Report how many lines of the listing below include the word "foliage". Give nothing but the number.

-*-

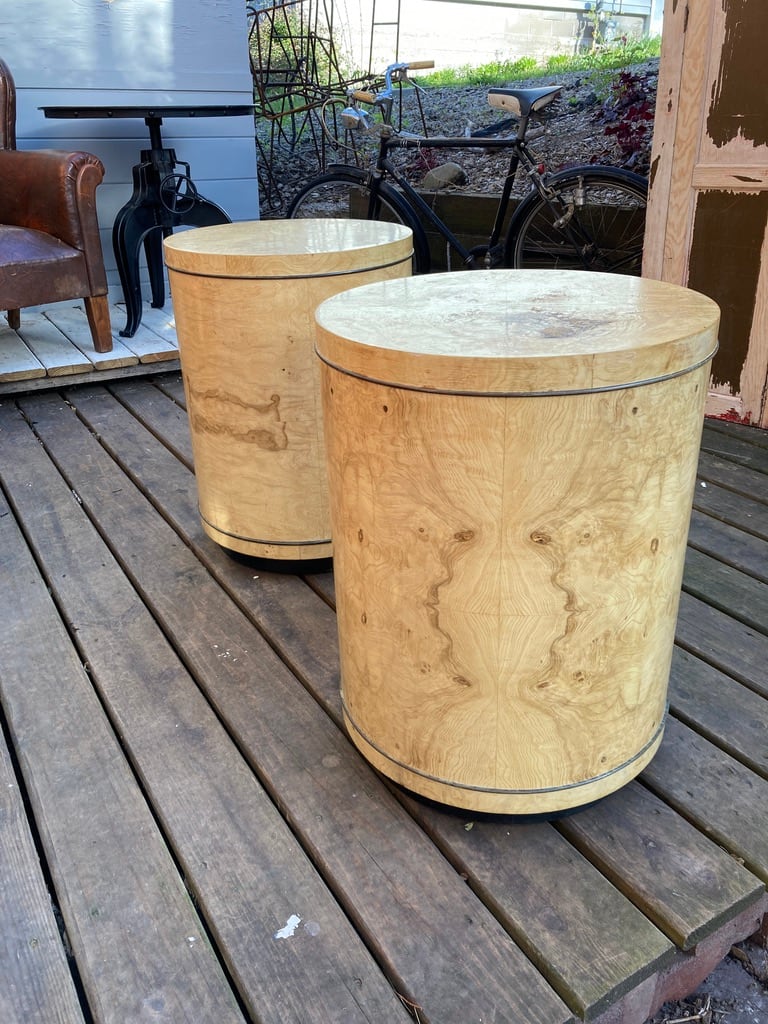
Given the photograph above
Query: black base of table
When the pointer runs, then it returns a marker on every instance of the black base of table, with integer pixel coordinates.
(162, 200)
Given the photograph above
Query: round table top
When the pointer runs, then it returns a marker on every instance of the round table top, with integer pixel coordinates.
(517, 332)
(268, 249)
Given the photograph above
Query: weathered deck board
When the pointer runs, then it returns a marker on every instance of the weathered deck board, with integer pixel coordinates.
(216, 685)
(54, 346)
(37, 985)
(127, 912)
(179, 751)
(267, 712)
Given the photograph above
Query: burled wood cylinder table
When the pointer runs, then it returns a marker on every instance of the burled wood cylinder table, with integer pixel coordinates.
(244, 296)
(512, 458)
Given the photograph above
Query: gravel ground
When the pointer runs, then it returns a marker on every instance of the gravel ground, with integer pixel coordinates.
(736, 992)
(573, 132)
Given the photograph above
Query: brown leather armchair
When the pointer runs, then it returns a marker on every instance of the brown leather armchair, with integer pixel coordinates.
(49, 244)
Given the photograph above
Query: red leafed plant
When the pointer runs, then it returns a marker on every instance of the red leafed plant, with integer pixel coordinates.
(628, 115)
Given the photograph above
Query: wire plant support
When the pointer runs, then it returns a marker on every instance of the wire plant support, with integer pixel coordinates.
(302, 84)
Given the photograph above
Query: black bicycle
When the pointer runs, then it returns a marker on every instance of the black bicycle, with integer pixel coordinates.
(582, 218)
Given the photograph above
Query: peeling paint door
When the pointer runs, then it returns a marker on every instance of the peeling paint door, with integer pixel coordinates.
(708, 211)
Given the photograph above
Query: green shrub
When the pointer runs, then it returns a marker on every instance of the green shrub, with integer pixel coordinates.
(626, 52)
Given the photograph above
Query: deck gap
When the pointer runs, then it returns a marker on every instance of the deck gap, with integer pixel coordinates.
(724, 560)
(720, 605)
(387, 969)
(113, 725)
(679, 808)
(147, 426)
(24, 794)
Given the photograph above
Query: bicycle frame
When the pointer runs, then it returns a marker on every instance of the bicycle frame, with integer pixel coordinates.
(385, 168)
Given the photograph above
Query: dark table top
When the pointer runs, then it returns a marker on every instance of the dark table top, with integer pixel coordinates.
(150, 111)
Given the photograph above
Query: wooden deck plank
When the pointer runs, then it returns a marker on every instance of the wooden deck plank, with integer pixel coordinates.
(682, 881)
(714, 791)
(284, 718)
(437, 941)
(738, 594)
(16, 361)
(722, 710)
(52, 347)
(127, 912)
(184, 759)
(167, 420)
(744, 445)
(560, 909)
(74, 324)
(739, 550)
(724, 642)
(170, 494)
(37, 984)
(751, 482)
(732, 508)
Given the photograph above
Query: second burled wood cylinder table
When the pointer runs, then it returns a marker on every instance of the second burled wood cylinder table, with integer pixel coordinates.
(512, 458)
(244, 296)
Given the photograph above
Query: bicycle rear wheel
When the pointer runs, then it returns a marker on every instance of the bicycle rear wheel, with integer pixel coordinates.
(595, 220)
(346, 195)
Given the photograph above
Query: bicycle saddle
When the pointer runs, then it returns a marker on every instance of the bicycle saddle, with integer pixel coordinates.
(522, 101)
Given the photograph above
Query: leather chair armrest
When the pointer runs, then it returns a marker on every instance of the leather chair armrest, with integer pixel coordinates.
(52, 192)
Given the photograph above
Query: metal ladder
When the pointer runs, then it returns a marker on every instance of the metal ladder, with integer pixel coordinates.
(389, 19)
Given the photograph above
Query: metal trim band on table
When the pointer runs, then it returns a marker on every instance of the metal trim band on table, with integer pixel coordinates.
(518, 394)
(296, 276)
(505, 792)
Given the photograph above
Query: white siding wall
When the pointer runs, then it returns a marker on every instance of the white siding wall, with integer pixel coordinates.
(64, 52)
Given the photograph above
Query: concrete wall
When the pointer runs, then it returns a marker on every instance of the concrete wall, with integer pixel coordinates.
(135, 51)
(460, 32)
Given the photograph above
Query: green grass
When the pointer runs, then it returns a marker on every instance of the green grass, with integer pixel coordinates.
(606, 58)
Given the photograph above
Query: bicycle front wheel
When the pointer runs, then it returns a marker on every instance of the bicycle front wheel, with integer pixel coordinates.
(594, 219)
(346, 195)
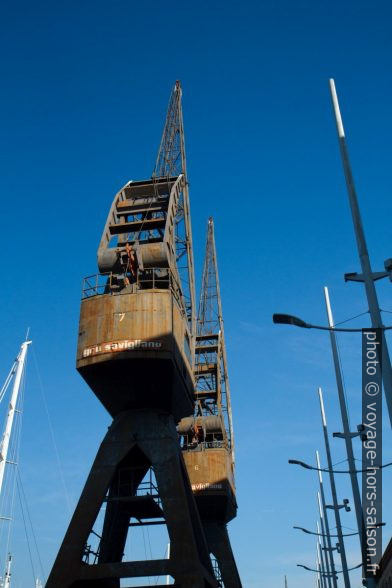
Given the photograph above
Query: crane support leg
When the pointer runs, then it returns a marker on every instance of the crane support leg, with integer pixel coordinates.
(219, 544)
(132, 436)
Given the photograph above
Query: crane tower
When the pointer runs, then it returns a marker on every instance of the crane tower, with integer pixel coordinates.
(208, 437)
(136, 353)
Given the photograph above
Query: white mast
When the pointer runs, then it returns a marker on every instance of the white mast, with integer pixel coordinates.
(19, 364)
(17, 369)
(7, 577)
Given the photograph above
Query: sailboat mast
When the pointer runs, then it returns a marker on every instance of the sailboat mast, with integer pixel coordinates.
(20, 361)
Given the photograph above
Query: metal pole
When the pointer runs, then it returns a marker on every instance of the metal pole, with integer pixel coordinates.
(334, 495)
(168, 557)
(11, 410)
(323, 511)
(371, 294)
(321, 560)
(321, 579)
(324, 549)
(346, 429)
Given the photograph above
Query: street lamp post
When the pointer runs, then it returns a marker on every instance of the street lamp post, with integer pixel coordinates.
(368, 276)
(334, 495)
(327, 547)
(347, 435)
(321, 578)
(326, 572)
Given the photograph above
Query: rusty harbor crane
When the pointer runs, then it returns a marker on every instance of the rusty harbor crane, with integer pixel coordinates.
(208, 438)
(136, 351)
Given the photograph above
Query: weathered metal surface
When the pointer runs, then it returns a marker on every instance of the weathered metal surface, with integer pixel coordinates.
(129, 344)
(147, 438)
(212, 480)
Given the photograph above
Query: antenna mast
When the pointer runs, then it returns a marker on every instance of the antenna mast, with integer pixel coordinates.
(17, 369)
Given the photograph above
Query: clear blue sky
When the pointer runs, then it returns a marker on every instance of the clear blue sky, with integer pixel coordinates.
(85, 86)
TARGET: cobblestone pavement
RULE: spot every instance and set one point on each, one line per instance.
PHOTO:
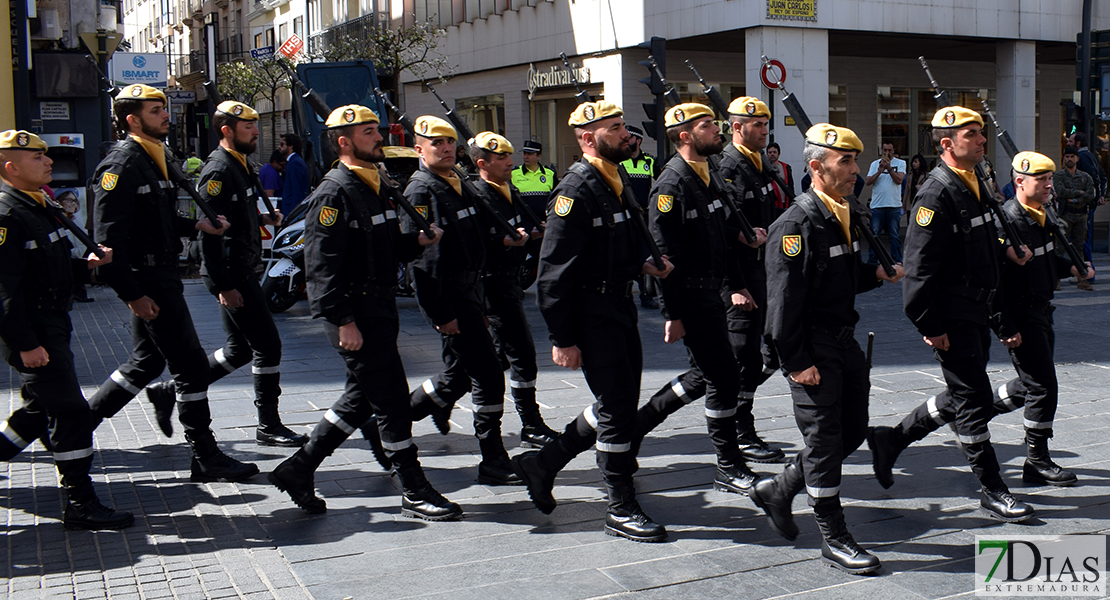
(249, 540)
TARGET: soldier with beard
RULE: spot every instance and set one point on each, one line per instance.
(589, 256)
(228, 268)
(353, 243)
(135, 216)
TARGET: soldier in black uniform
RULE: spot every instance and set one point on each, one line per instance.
(954, 264)
(450, 296)
(134, 215)
(1026, 314)
(493, 155)
(229, 271)
(37, 275)
(814, 272)
(353, 243)
(591, 254)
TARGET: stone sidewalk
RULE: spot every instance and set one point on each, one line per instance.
(249, 540)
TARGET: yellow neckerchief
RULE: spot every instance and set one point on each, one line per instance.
(1038, 214)
(754, 156)
(609, 173)
(369, 175)
(969, 179)
(157, 151)
(702, 169)
(504, 190)
(839, 210)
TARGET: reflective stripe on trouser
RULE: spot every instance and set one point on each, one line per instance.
(375, 387)
(167, 341)
(612, 362)
(970, 396)
(833, 416)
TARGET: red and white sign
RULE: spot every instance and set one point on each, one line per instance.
(292, 46)
(773, 74)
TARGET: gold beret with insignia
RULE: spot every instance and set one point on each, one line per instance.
(955, 117)
(238, 110)
(433, 126)
(491, 141)
(1032, 163)
(21, 140)
(352, 114)
(685, 113)
(747, 105)
(592, 112)
(138, 91)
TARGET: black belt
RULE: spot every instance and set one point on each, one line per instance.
(841, 334)
(617, 288)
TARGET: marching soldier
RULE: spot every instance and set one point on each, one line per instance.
(814, 272)
(229, 271)
(37, 275)
(589, 256)
(954, 267)
(1026, 314)
(353, 243)
(450, 295)
(135, 215)
(493, 155)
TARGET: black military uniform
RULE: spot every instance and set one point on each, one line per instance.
(446, 280)
(814, 272)
(353, 244)
(135, 216)
(230, 263)
(1025, 300)
(37, 275)
(952, 272)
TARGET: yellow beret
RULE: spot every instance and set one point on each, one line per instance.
(21, 140)
(138, 91)
(491, 141)
(955, 117)
(238, 110)
(1032, 163)
(685, 113)
(747, 105)
(827, 135)
(352, 114)
(592, 112)
(433, 126)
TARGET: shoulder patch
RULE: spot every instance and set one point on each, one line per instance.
(791, 245)
(666, 203)
(925, 216)
(108, 181)
(328, 216)
(563, 205)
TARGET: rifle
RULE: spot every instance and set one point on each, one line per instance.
(801, 120)
(583, 95)
(213, 93)
(1011, 150)
(990, 201)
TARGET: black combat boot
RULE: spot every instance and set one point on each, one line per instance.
(839, 549)
(420, 500)
(999, 504)
(374, 438)
(1039, 467)
(211, 465)
(626, 519)
(296, 477)
(776, 496)
(755, 449)
(271, 430)
(162, 396)
(886, 444)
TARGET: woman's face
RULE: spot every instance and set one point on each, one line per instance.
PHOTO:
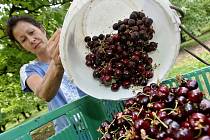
(30, 37)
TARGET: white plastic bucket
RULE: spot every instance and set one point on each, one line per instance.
(92, 17)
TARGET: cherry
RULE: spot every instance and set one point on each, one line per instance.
(181, 100)
(126, 84)
(182, 91)
(158, 105)
(163, 91)
(107, 136)
(192, 84)
(197, 120)
(183, 134)
(115, 26)
(87, 38)
(204, 138)
(115, 87)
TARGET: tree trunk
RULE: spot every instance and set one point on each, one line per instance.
(38, 107)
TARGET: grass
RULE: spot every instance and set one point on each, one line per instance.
(188, 64)
(192, 42)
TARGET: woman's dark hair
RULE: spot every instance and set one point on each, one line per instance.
(12, 22)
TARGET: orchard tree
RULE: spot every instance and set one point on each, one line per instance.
(14, 104)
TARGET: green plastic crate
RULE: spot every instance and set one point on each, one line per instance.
(86, 114)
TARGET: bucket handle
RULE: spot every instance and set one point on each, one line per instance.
(191, 35)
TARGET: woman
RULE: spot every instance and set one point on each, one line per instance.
(44, 76)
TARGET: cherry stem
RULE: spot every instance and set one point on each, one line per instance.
(156, 117)
(199, 133)
(140, 110)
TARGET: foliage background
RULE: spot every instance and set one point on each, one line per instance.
(16, 106)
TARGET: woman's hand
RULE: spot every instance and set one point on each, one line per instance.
(53, 48)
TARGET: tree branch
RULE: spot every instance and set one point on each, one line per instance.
(14, 8)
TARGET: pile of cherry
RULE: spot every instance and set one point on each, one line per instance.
(122, 59)
(162, 113)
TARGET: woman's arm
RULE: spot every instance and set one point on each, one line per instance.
(46, 87)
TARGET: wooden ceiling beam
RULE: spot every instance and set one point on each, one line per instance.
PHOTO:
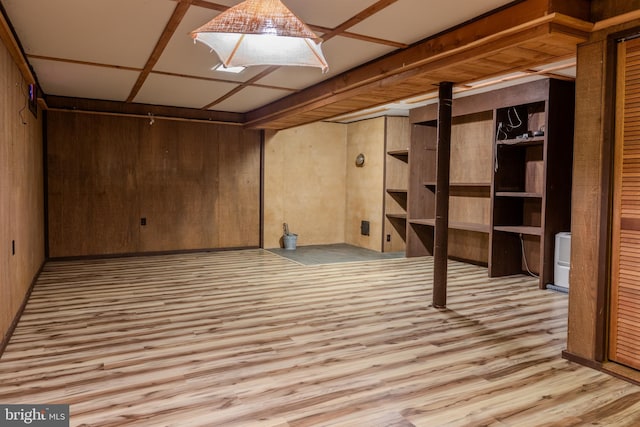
(368, 12)
(14, 48)
(494, 31)
(178, 13)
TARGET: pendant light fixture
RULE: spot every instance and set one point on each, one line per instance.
(261, 32)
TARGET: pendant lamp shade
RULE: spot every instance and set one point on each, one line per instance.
(261, 32)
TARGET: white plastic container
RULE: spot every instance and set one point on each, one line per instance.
(562, 260)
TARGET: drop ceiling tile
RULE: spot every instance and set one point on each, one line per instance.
(160, 89)
(83, 81)
(327, 13)
(249, 99)
(84, 30)
(342, 54)
(408, 21)
(183, 56)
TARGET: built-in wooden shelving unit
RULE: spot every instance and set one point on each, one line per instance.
(510, 190)
(397, 136)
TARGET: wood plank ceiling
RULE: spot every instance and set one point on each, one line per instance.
(518, 36)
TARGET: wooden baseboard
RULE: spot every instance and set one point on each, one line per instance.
(153, 253)
(611, 368)
(14, 323)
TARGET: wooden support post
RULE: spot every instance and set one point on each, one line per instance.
(440, 250)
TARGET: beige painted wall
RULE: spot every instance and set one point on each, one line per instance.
(365, 185)
(305, 184)
(21, 193)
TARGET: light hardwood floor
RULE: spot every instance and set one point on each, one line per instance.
(247, 338)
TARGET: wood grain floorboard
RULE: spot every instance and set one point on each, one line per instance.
(247, 338)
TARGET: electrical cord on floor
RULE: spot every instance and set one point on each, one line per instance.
(524, 258)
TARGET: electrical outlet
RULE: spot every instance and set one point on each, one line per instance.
(364, 228)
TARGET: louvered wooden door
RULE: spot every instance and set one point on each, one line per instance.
(625, 298)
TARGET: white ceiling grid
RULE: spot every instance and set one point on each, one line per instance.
(97, 48)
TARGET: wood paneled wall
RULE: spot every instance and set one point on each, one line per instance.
(607, 9)
(21, 193)
(197, 185)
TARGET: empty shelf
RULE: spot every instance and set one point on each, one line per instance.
(520, 229)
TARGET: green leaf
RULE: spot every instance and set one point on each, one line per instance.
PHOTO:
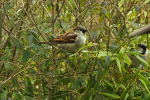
(104, 53)
(34, 33)
(12, 22)
(30, 39)
(121, 53)
(29, 88)
(76, 84)
(145, 86)
(25, 56)
(48, 30)
(9, 6)
(18, 43)
(111, 95)
(107, 61)
(142, 78)
(63, 23)
(147, 1)
(141, 59)
(132, 91)
(118, 64)
(101, 75)
(147, 97)
(127, 59)
(121, 3)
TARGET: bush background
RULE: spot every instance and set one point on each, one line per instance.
(101, 71)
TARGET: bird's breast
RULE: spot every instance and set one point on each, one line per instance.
(80, 41)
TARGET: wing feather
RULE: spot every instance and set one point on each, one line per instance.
(68, 37)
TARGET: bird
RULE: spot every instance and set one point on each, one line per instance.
(141, 31)
(142, 49)
(70, 41)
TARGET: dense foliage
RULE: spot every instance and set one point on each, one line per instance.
(100, 70)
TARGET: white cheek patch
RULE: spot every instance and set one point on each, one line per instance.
(140, 50)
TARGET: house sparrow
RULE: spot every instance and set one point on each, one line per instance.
(141, 31)
(142, 49)
(70, 41)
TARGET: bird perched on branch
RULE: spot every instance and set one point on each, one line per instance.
(70, 41)
(141, 31)
(142, 49)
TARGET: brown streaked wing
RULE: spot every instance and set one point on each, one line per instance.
(68, 37)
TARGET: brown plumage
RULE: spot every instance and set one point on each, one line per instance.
(70, 41)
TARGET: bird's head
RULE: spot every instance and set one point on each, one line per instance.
(80, 28)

-*-

> **Completed exercise**: 2